▼
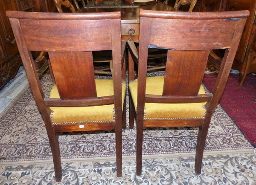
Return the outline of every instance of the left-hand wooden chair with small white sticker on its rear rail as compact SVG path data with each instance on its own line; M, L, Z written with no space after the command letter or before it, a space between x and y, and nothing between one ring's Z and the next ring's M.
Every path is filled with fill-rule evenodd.
M61 181L57 134L87 130L115 130L117 176L122 176L126 85L125 75L122 75L125 73L125 56L121 53L125 43L121 44L120 12L59 14L8 11L6 14L45 122L56 181ZM92 26L93 32L90 32ZM96 50L113 51L112 79L94 78L92 51ZM49 54L54 84L49 98L44 95L31 51Z

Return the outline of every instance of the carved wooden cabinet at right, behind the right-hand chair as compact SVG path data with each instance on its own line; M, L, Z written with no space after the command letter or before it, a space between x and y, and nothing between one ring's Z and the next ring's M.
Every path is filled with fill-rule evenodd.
▲
In the records above, find the line containing "Return the outline of every instance of the carved"; please retype it and every line after it through the last line, exactly and with nothing else.

**Task output**.
Return the outline of every instance of the carved wooden cabinet at right, behind the right-hand chair as compact SVG path data with each instance on its own line; M, L, Z written with no space after the command letter or before it, a space between x and y, and nothing between one ring's Z and the next ring's M.
Every path is filled with fill-rule evenodd.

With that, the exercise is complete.